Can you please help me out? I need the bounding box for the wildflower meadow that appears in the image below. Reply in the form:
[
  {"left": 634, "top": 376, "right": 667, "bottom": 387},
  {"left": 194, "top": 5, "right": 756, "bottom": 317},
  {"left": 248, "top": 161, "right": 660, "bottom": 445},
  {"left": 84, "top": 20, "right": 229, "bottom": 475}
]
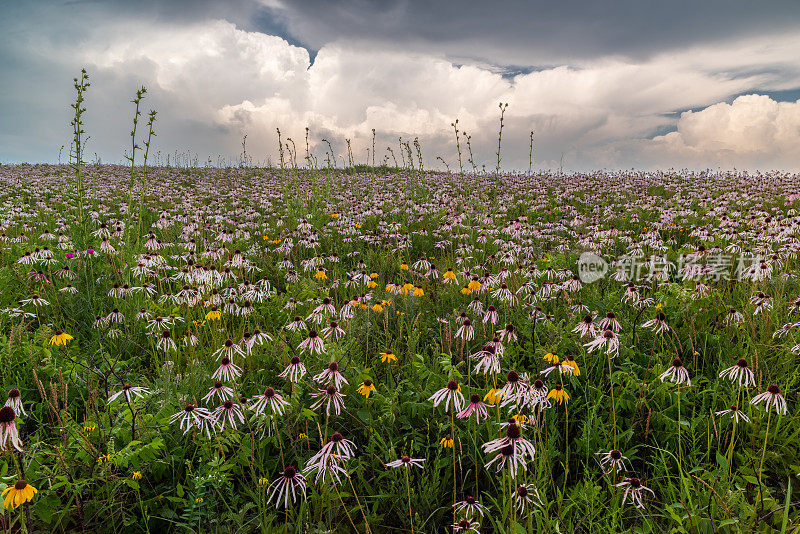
[{"left": 1, "top": 71, "right": 800, "bottom": 533}]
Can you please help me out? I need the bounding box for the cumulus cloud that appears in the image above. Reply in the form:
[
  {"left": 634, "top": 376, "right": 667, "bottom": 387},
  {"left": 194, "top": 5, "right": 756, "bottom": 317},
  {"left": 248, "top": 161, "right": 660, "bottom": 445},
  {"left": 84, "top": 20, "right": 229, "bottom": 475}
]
[
  {"left": 647, "top": 95, "right": 800, "bottom": 169},
  {"left": 2, "top": 1, "right": 800, "bottom": 170}
]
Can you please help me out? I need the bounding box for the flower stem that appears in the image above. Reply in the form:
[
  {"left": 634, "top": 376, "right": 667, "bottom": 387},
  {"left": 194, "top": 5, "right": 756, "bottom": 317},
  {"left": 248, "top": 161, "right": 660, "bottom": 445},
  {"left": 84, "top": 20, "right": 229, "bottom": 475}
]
[
  {"left": 758, "top": 411, "right": 772, "bottom": 499},
  {"left": 405, "top": 468, "right": 414, "bottom": 534}
]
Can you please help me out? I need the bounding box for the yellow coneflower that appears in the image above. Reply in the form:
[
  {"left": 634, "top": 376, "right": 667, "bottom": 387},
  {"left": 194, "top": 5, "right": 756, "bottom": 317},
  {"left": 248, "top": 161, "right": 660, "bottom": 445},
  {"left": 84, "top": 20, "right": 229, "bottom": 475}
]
[
  {"left": 205, "top": 308, "right": 221, "bottom": 321},
  {"left": 413, "top": 287, "right": 425, "bottom": 297},
  {"left": 386, "top": 283, "right": 398, "bottom": 293},
  {"left": 372, "top": 303, "right": 383, "bottom": 312},
  {"left": 565, "top": 355, "right": 581, "bottom": 376},
  {"left": 460, "top": 286, "right": 472, "bottom": 295},
  {"left": 98, "top": 454, "right": 111, "bottom": 464},
  {"left": 315, "top": 269, "right": 327, "bottom": 280},
  {"left": 193, "top": 319, "right": 206, "bottom": 327},
  {"left": 359, "top": 303, "right": 368, "bottom": 310},
  {"left": 402, "top": 282, "right": 415, "bottom": 292},
  {"left": 543, "top": 352, "right": 559, "bottom": 364},
  {"left": 370, "top": 272, "right": 378, "bottom": 279},
  {"left": 258, "top": 477, "right": 269, "bottom": 487},
  {"left": 331, "top": 213, "right": 339, "bottom": 218},
  {"left": 49, "top": 330, "right": 73, "bottom": 346},
  {"left": 439, "top": 435, "right": 454, "bottom": 448},
  {"left": 484, "top": 388, "right": 503, "bottom": 404},
  {"left": 357, "top": 380, "right": 377, "bottom": 398},
  {"left": 298, "top": 433, "right": 308, "bottom": 439},
  {"left": 2, "top": 480, "right": 37, "bottom": 510},
  {"left": 350, "top": 299, "right": 360, "bottom": 307},
  {"left": 443, "top": 270, "right": 457, "bottom": 280},
  {"left": 132, "top": 471, "right": 142, "bottom": 480},
  {"left": 273, "top": 238, "right": 280, "bottom": 244},
  {"left": 84, "top": 423, "right": 96, "bottom": 433},
  {"left": 400, "top": 263, "right": 409, "bottom": 270},
  {"left": 195, "top": 497, "right": 204, "bottom": 504},
  {"left": 380, "top": 351, "right": 397, "bottom": 363},
  {"left": 512, "top": 413, "right": 529, "bottom": 424},
  {"left": 547, "top": 384, "right": 570, "bottom": 405},
  {"left": 367, "top": 280, "right": 377, "bottom": 288},
  {"left": 467, "top": 279, "right": 482, "bottom": 291},
  {"left": 655, "top": 303, "right": 663, "bottom": 311}
]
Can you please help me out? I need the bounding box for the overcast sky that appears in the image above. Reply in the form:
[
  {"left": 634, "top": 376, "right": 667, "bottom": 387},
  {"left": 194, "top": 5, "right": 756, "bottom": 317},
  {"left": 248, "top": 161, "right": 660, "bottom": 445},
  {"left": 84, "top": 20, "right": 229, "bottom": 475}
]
[{"left": 2, "top": 0, "right": 800, "bottom": 171}]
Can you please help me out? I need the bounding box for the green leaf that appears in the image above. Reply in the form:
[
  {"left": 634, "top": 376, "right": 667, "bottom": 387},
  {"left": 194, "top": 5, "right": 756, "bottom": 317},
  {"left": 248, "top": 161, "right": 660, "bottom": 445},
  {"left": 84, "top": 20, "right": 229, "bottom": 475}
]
[{"left": 716, "top": 451, "right": 729, "bottom": 471}]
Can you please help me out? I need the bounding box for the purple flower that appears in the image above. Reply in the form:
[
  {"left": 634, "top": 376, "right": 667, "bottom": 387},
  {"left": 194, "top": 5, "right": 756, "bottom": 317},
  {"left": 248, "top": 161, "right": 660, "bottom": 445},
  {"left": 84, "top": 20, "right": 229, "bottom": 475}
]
[
  {"left": 86, "top": 248, "right": 95, "bottom": 254},
  {"left": 66, "top": 252, "right": 75, "bottom": 259}
]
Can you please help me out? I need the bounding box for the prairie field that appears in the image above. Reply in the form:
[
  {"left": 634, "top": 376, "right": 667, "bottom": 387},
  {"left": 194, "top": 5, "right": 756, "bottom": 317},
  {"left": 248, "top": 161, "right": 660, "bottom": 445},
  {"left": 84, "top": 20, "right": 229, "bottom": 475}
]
[{"left": 0, "top": 157, "right": 799, "bottom": 533}]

#####

■ **To do**:
Please return every line of the records that contains the word "above".

■ **Exercise output**:
Can you please help me out? I need the bounding box for the cumulus cloud that appears in the image above. Reply in the form:
Can you please help me out? I need the bounding box for the flower stem that appears in the image above. Reply in the form:
Can you please help me out? I need the bounding box for the yellow coneflower that appears in the image above. Reply in the form:
Can you please help me out? I need the bounding box for the overcast sky that appears in the image above. Reply in the form:
Can you please help me out? I need the bounding box for the green leaf that appears in the image above. Reply in the form:
Can you please help me out? I need the bounding box for the purple flower that appears in the image above. Reply in the form:
Can you please help me out? I need the bounding box for the prairie field that appears in the image above. Reply in the form:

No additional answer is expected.